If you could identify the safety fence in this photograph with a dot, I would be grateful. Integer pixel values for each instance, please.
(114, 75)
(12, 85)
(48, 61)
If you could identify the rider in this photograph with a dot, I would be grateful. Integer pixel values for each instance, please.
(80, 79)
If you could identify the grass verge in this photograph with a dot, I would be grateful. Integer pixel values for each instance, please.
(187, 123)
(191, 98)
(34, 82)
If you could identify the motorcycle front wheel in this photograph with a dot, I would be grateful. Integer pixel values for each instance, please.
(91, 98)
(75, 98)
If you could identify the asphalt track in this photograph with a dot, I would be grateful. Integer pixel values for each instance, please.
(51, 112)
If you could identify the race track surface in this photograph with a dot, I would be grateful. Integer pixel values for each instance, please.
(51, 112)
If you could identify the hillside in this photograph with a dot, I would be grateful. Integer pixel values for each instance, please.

§

Only this range is to be output: the line that contains "If you could identify the race" through the last line of the records above, both inclusive.

If you could identify the race track surface in this photograph with a dot, I would be grateful. Integer pixel values for each instance, please.
(51, 112)
If you could identify the hillside in this photograph with a dot, I would be grateful. Integer pixel values for each instance, please.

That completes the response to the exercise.